» Extract:
But yeah that’s not the point I guess :smiley:

To answer the question… I don’t know either. Here’s my guess:

I guess it’s because it doesn’t want to automatically choose the wider type.
It’s true that Nothing <: String; and Seq is covariant,
so Seq[Nothing] <: Seq[String].
Also Tuple2 is covariant in both arguments. Therefore:
(Seq[Nothing], Seq[Seq[String]]) <: (Seq[String], Seq[Seq[String]]).

But in the true branch, the type is narrower / more specific, so maybe it doesn’t want to lose that “sharper” (more specific) type information?

That would be my reasoning :wink:

It also works if both 2nd elems of the tuples are Seq[Seq[...]]:

I believe the reason is that:

Seq[Nothing] <: Seq[String] // and not >:
// but
Seq[T] >: List[T] // and not <:, true in general, but in this case, T = Seq[String]

We can therefore simplify the relation to:

type B      // Seq[String]
type A <: B // Seq[Nothing]

type Y      //  Seq[Seq[String]]
type X <: Y // List[Seq[String]]

The question then becomes:

(A, Y) | (B, X)
=?=
(B, Y)

And the answer is no, because (B, Y) is a strict supertype of (A, Y) | (B, X):

  • (B, Y) is a strict supertype of (A, Y), as B is a strict supertype of A
  • (B, Y) is a strict supertype of (B, X), as Y is a strict supertype of X
  • It is therefore a strict supertype of their union

I believe the substitution seems so intuitively true (even though it is false) stems from the following:

(T, U) | (Z, V) =/= ( (T | Z), (U | V) )

(But the former is a subtype of the latter)

2 Likes

Oh and the type-checker should in general only replace things which are equivalent (=:=), as otherwise it becomes either unsound or imprecise

1 Like

Ah, it’s the List in the second one! I see. :+1:

» Study material:

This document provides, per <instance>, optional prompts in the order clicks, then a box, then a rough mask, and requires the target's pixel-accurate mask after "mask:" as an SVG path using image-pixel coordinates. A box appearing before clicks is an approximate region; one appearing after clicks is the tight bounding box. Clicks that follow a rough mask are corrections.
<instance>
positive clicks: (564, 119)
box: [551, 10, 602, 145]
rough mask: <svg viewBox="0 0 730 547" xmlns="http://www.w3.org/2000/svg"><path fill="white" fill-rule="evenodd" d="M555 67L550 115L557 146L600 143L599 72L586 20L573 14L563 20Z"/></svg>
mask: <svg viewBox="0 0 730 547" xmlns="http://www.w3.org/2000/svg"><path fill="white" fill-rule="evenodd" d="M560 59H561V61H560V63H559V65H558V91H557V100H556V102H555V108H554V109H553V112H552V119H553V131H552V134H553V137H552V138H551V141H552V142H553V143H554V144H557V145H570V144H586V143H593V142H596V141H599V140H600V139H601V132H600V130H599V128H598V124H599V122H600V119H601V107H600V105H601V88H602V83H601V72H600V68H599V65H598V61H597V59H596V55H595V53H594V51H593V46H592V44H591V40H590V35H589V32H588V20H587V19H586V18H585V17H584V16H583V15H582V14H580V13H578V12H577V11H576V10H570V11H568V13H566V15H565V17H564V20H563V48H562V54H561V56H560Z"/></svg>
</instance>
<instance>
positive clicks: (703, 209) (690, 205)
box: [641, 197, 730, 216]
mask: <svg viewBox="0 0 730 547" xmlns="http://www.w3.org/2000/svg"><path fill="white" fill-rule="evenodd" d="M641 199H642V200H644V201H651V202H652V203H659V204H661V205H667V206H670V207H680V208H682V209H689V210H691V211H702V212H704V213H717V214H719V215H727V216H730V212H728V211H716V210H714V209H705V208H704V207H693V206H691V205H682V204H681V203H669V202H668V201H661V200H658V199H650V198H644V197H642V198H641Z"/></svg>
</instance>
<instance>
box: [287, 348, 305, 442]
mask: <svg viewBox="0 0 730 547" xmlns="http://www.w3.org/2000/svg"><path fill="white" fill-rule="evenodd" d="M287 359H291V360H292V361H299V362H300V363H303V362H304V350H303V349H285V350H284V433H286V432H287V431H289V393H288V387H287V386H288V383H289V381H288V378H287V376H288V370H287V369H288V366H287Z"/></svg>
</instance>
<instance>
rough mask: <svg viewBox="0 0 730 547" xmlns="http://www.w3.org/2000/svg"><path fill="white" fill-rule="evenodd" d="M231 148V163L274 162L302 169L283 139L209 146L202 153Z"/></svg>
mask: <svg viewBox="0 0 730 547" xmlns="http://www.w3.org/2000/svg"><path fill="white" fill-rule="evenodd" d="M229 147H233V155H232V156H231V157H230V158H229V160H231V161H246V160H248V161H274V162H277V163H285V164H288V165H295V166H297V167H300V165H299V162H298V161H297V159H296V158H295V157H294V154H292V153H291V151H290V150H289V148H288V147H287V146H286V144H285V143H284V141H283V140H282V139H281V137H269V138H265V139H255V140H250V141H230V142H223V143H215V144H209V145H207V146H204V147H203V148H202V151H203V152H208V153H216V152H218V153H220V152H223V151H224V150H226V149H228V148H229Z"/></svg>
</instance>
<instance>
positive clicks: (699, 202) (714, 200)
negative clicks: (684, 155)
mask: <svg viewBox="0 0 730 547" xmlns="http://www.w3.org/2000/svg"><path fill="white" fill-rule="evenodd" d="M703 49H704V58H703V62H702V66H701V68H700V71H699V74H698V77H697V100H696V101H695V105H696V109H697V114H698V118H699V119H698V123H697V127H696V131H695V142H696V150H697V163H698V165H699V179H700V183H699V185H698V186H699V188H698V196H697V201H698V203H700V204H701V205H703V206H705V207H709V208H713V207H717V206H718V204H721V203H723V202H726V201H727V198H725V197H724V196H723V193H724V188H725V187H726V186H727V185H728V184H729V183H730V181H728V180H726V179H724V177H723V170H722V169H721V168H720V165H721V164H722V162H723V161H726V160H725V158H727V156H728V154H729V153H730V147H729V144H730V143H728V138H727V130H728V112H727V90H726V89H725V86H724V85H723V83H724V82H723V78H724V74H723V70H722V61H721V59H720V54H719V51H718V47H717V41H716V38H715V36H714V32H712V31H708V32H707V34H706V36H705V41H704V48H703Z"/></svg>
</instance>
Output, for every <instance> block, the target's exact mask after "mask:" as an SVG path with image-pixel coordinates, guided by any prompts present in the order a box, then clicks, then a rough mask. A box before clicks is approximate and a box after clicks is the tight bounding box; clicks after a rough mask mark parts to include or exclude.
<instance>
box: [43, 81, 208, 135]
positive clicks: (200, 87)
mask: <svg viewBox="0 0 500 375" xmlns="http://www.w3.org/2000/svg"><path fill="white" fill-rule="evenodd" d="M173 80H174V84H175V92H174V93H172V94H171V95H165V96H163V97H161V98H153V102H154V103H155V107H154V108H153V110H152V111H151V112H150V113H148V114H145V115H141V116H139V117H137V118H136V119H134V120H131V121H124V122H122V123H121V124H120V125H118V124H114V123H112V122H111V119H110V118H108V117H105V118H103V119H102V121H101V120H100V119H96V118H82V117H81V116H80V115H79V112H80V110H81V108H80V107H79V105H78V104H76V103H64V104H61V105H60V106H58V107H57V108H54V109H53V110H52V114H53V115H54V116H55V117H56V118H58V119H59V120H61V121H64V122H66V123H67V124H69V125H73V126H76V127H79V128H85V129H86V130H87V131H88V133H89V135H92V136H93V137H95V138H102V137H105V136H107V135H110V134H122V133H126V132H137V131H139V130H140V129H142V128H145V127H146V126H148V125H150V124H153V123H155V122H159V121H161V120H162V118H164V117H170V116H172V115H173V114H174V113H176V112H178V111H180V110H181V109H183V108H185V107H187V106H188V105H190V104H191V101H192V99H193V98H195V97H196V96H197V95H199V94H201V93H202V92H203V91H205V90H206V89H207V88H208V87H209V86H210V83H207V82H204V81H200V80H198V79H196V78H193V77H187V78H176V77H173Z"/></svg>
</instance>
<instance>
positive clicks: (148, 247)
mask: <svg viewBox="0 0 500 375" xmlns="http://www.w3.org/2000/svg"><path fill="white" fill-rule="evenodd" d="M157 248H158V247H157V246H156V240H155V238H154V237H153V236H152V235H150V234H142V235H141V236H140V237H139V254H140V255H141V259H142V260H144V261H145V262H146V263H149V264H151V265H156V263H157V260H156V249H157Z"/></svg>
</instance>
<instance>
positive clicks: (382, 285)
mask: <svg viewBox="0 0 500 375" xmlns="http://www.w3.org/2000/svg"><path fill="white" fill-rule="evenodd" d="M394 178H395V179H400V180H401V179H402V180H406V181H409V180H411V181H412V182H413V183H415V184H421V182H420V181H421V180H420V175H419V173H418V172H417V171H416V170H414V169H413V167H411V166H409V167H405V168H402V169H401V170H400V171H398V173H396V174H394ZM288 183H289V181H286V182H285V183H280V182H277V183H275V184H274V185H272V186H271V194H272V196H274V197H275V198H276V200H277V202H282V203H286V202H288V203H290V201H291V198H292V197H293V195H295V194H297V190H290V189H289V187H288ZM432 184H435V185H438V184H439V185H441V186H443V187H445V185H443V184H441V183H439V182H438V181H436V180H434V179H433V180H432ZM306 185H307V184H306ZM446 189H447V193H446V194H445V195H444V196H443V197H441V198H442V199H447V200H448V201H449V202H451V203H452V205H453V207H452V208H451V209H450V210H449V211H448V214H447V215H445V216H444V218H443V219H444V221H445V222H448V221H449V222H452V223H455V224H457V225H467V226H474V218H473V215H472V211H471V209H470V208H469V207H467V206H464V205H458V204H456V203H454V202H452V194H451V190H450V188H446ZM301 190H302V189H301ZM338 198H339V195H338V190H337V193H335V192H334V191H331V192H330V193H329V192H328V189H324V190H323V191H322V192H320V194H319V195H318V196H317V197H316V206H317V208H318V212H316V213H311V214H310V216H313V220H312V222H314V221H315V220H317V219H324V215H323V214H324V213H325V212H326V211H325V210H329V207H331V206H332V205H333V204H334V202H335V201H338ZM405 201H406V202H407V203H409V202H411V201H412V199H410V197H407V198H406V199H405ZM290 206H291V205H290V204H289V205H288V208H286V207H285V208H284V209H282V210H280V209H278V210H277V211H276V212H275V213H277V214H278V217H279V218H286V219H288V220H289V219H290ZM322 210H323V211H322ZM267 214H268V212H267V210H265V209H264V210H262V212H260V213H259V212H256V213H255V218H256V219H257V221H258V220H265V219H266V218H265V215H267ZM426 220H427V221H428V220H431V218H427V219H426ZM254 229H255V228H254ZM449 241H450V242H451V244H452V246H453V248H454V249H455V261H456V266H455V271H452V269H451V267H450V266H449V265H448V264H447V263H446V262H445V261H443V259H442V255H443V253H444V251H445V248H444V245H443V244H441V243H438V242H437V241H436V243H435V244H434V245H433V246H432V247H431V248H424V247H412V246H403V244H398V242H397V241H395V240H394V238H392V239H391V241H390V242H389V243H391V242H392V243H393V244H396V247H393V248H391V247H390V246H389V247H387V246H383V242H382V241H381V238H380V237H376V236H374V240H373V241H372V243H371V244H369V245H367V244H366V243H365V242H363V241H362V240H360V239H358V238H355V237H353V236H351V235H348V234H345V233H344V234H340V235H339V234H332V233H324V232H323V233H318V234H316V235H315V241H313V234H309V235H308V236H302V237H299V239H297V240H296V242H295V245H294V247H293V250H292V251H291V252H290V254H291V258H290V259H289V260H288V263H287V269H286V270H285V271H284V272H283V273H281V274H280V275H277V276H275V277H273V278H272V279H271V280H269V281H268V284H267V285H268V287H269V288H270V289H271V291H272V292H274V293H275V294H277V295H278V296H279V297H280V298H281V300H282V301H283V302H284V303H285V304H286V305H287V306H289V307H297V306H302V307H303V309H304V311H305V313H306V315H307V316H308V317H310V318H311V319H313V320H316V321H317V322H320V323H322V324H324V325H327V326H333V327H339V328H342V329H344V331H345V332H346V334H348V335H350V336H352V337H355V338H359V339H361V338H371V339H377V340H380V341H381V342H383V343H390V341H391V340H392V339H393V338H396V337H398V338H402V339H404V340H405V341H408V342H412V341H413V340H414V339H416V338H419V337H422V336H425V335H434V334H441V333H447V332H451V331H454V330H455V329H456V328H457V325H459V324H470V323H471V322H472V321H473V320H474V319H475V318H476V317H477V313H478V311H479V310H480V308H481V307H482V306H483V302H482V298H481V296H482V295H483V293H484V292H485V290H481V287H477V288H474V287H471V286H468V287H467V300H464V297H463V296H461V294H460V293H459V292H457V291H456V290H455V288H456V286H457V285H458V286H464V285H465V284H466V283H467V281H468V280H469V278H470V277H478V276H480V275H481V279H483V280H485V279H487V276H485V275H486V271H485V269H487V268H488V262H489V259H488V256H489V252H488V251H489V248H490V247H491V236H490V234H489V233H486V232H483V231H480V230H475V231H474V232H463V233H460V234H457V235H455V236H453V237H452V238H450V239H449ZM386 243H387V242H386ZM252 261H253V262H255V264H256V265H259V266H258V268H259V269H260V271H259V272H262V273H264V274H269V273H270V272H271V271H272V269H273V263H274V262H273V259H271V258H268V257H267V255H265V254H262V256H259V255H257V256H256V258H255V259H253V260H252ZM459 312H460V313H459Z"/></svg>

» Task requirements: In the forum thread on tuple subtyping, list each name declared with the keyword "type", together with the type its trailing comment gives for it.

» Solution to this exercise:
- B: Seq[String]
- A: Seq[Nothing]
- Y: Seq[Seq[String]]
- X: List[Seq[String]]